Stored entries
_____

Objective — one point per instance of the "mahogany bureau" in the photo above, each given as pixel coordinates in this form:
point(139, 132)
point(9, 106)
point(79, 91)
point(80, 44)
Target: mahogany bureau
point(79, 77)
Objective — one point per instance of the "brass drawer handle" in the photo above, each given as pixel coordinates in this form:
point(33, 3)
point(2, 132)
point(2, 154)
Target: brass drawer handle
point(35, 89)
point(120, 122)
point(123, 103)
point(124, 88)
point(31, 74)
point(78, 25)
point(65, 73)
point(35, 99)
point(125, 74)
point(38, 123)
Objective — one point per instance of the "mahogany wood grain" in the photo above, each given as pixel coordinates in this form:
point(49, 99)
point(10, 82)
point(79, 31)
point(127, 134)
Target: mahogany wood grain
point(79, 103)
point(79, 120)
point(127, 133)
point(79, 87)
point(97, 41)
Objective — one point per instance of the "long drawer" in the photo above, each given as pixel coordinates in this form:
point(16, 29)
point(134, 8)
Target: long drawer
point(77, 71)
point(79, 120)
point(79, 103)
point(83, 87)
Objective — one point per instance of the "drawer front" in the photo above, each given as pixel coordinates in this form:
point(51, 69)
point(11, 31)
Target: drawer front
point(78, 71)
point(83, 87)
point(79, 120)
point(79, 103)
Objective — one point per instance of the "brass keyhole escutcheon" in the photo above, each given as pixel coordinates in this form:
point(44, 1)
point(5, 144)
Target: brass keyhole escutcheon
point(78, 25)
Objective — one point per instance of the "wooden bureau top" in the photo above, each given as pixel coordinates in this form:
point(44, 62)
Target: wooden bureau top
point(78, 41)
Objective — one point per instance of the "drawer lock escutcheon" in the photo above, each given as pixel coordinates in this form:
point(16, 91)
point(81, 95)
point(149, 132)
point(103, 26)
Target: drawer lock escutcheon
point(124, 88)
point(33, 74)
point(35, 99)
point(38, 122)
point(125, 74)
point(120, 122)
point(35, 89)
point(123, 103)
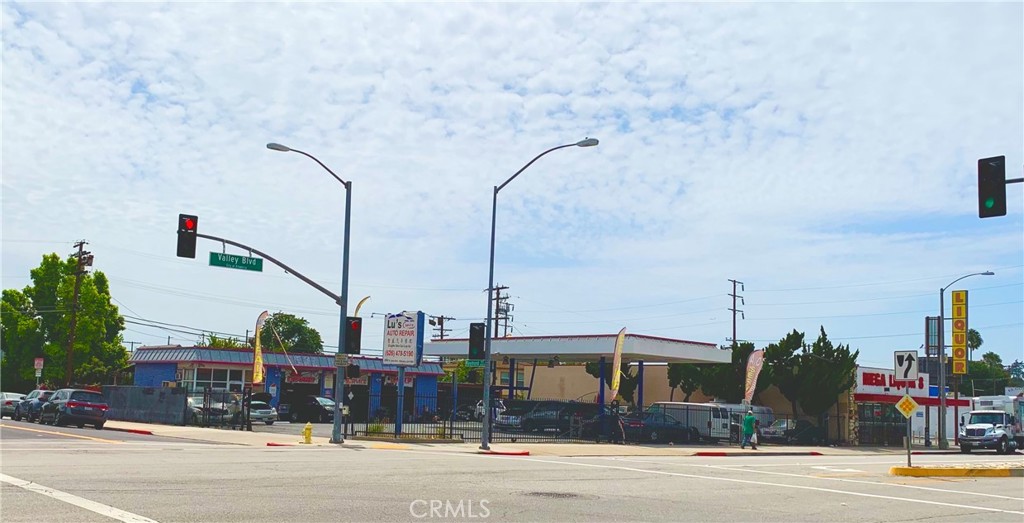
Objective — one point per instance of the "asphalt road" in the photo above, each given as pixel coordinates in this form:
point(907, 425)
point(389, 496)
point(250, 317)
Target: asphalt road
point(167, 480)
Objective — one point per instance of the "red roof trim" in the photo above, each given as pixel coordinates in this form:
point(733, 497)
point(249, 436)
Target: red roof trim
point(594, 336)
point(886, 398)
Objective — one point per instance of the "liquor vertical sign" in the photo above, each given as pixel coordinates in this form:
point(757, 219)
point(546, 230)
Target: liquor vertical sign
point(960, 332)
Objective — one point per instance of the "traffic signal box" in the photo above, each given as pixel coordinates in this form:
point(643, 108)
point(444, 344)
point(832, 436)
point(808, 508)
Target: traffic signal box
point(476, 341)
point(187, 225)
point(992, 186)
point(353, 339)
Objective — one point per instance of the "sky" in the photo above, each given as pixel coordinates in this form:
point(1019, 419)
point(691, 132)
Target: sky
point(823, 155)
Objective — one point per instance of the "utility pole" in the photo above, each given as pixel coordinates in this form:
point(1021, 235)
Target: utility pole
point(503, 311)
point(734, 309)
point(438, 322)
point(82, 259)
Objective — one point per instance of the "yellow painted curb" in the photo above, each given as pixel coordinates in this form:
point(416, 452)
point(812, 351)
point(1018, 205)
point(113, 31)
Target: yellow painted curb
point(925, 472)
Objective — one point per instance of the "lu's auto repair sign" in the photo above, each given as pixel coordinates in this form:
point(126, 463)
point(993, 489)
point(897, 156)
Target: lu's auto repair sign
point(403, 339)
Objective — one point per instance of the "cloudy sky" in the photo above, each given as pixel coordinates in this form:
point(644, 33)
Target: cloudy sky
point(823, 155)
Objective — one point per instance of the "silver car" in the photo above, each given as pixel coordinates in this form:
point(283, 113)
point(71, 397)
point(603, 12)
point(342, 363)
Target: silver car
point(8, 400)
point(260, 411)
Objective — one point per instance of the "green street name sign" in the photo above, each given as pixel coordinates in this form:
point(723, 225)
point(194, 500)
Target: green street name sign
point(236, 262)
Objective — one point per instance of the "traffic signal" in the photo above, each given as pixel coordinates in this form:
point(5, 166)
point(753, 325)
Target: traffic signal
point(352, 371)
point(476, 341)
point(353, 338)
point(992, 186)
point(186, 235)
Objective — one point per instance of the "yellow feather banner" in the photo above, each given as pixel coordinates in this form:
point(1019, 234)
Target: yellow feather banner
point(258, 352)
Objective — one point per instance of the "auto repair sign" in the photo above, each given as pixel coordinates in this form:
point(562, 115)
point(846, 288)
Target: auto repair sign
point(403, 339)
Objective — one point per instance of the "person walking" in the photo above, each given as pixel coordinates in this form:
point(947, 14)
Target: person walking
point(749, 422)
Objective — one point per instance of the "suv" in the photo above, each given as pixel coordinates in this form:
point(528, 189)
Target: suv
point(989, 429)
point(31, 405)
point(75, 406)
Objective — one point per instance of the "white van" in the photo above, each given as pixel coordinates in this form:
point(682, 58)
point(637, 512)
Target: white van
point(712, 422)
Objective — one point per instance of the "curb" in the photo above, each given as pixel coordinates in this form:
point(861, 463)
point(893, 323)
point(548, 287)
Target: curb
point(132, 431)
point(721, 453)
point(504, 452)
point(924, 472)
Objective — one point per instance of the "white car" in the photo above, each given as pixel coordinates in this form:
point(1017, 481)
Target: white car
point(260, 411)
point(499, 407)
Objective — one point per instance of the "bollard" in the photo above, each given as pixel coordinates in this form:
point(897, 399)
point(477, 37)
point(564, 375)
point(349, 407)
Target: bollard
point(307, 434)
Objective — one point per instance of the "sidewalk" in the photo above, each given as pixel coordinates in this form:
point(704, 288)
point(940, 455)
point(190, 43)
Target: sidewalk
point(235, 437)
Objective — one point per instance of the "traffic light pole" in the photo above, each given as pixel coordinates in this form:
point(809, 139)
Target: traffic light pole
point(339, 373)
point(336, 298)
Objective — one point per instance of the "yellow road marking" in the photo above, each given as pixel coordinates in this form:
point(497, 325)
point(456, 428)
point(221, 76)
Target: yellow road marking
point(101, 440)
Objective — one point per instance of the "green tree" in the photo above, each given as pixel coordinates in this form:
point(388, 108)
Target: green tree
point(986, 377)
point(218, 342)
point(685, 377)
point(727, 381)
point(783, 359)
point(826, 372)
point(44, 321)
point(627, 380)
point(22, 336)
point(294, 332)
point(974, 341)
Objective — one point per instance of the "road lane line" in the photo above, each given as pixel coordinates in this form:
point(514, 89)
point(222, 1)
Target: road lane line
point(847, 480)
point(98, 508)
point(60, 434)
point(762, 484)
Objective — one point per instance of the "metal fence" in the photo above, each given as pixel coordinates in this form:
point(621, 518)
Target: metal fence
point(145, 404)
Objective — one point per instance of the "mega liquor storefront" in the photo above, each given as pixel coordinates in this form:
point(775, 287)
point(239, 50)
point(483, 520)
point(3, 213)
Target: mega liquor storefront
point(876, 420)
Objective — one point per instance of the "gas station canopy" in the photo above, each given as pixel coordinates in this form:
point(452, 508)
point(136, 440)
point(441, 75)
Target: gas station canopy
point(581, 348)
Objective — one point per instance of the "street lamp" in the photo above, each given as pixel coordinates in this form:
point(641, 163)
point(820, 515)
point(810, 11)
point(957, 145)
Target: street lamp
point(485, 432)
point(943, 444)
point(339, 375)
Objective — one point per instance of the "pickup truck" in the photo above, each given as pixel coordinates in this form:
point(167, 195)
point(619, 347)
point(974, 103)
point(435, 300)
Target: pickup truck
point(995, 423)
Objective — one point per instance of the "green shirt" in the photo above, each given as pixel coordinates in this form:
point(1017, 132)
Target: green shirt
point(749, 424)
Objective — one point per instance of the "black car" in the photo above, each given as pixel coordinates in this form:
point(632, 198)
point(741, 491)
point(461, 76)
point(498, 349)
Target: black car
point(658, 428)
point(31, 405)
point(75, 406)
point(312, 408)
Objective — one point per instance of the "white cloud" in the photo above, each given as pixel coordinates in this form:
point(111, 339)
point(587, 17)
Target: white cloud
point(790, 146)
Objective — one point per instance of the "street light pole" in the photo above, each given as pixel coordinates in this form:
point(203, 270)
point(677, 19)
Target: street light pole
point(339, 375)
point(485, 431)
point(943, 444)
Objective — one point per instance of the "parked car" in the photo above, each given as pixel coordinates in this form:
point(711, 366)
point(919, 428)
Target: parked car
point(260, 411)
point(31, 405)
point(75, 406)
point(8, 400)
point(499, 407)
point(805, 433)
point(658, 428)
point(312, 408)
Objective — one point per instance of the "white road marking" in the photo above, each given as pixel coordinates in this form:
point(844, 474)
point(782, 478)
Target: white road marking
point(98, 508)
point(835, 469)
point(827, 478)
point(762, 483)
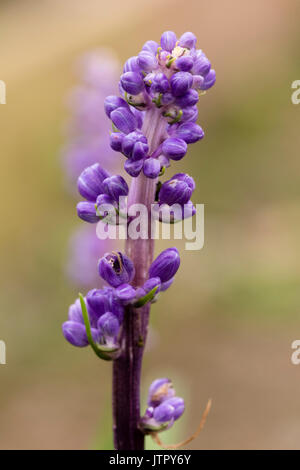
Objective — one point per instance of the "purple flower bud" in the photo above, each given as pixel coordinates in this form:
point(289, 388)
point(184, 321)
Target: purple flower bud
point(160, 390)
point(75, 312)
point(147, 61)
point(168, 40)
point(166, 285)
point(132, 82)
point(106, 205)
point(134, 168)
point(189, 114)
point(151, 167)
point(174, 191)
point(167, 98)
point(163, 413)
point(166, 265)
point(188, 40)
point(178, 405)
point(108, 325)
point(131, 65)
point(190, 98)
point(181, 82)
point(87, 212)
point(116, 269)
point(139, 117)
point(115, 186)
point(160, 83)
point(116, 141)
point(190, 132)
point(209, 80)
point(186, 178)
point(114, 102)
point(125, 293)
point(198, 81)
point(75, 333)
point(184, 63)
point(151, 283)
point(140, 151)
point(151, 46)
point(174, 148)
point(100, 301)
point(201, 65)
point(124, 120)
point(90, 182)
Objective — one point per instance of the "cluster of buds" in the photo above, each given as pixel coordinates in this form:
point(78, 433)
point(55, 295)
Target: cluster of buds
point(153, 122)
point(100, 191)
point(163, 407)
point(105, 307)
point(170, 77)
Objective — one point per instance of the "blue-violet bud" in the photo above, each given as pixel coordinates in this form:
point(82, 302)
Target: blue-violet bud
point(166, 265)
point(90, 182)
point(132, 82)
point(174, 148)
point(116, 269)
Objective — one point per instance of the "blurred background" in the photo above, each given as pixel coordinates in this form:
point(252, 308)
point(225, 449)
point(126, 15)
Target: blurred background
point(225, 328)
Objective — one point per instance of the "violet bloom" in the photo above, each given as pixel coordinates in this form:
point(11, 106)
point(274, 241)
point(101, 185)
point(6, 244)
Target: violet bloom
point(167, 77)
point(164, 407)
point(153, 122)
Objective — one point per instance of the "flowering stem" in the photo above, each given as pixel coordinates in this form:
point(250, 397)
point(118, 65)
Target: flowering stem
point(127, 368)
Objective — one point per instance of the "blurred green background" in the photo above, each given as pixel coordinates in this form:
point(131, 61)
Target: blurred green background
point(225, 329)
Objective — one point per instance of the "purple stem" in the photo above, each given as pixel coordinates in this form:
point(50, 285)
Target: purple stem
point(127, 368)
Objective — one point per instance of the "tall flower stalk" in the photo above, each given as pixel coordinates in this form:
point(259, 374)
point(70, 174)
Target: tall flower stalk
point(153, 122)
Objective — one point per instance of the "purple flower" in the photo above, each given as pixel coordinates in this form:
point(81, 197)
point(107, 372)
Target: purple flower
point(184, 63)
point(160, 390)
point(190, 98)
point(124, 120)
point(166, 265)
point(147, 60)
point(163, 413)
point(167, 77)
point(116, 269)
point(100, 301)
point(116, 141)
point(151, 167)
point(113, 102)
point(125, 293)
point(87, 212)
point(132, 82)
point(108, 325)
point(115, 186)
point(174, 148)
point(90, 182)
point(133, 168)
point(190, 132)
point(176, 191)
point(181, 82)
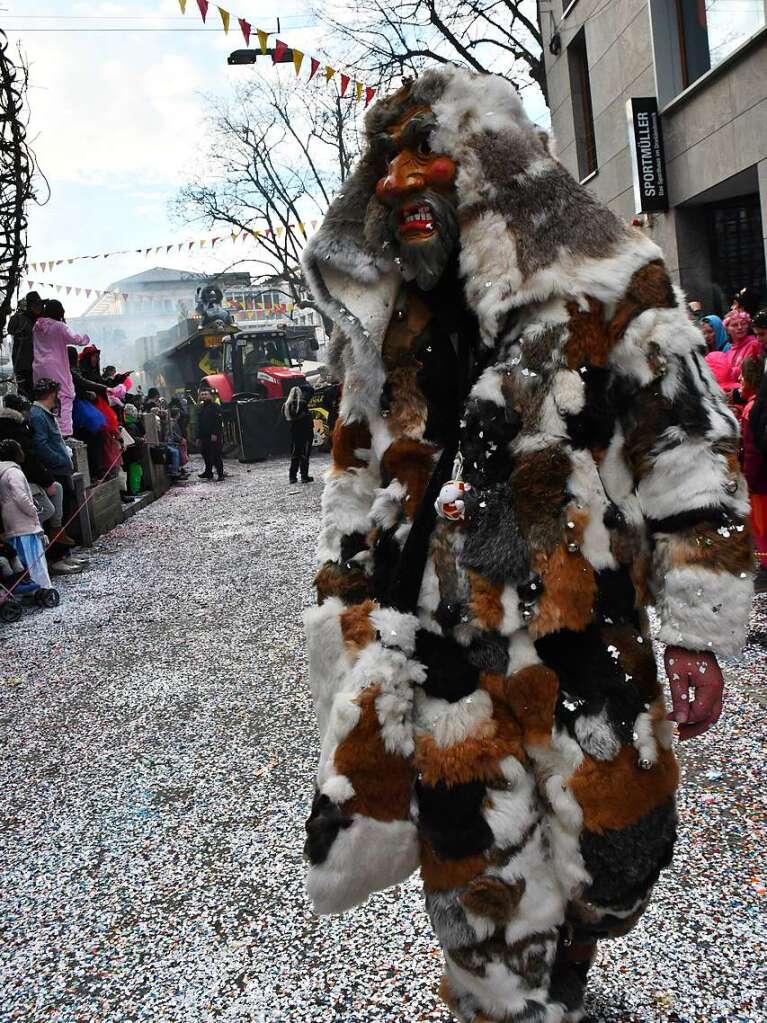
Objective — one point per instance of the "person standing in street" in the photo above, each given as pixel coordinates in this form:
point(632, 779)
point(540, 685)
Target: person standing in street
point(20, 327)
point(51, 360)
point(530, 451)
point(296, 410)
point(210, 426)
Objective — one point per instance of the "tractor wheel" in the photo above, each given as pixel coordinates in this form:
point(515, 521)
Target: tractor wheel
point(10, 611)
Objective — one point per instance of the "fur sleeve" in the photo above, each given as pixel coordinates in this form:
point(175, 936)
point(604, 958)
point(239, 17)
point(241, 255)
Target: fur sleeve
point(681, 443)
point(360, 838)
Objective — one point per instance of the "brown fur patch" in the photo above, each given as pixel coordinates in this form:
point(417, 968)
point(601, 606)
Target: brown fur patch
point(445, 875)
point(348, 439)
point(382, 782)
point(649, 287)
point(538, 487)
point(532, 694)
point(412, 463)
point(477, 757)
point(486, 601)
point(356, 626)
point(569, 591)
point(635, 658)
point(489, 896)
point(589, 340)
point(352, 585)
point(407, 408)
point(709, 548)
point(618, 793)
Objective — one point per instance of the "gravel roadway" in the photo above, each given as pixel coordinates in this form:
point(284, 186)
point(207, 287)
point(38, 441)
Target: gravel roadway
point(158, 753)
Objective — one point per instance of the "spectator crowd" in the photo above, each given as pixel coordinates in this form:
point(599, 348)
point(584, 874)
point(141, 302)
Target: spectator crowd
point(64, 395)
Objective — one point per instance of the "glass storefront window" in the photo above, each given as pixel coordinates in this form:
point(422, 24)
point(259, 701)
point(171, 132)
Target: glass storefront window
point(692, 36)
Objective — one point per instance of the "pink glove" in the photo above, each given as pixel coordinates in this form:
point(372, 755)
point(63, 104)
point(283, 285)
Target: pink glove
point(696, 690)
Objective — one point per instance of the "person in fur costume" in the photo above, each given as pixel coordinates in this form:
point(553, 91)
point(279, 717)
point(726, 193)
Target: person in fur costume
point(530, 451)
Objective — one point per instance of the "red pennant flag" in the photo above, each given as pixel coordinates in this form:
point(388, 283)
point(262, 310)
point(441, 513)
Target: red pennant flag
point(279, 49)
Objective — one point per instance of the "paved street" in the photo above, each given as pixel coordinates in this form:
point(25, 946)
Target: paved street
point(158, 751)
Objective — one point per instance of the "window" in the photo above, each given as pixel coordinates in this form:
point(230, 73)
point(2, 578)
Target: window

_____

WHAT IS NEEDED
How many lines in the listing above contain the string "metal", with case counting? Reply with the number only.

WRITTEN ANSWER
2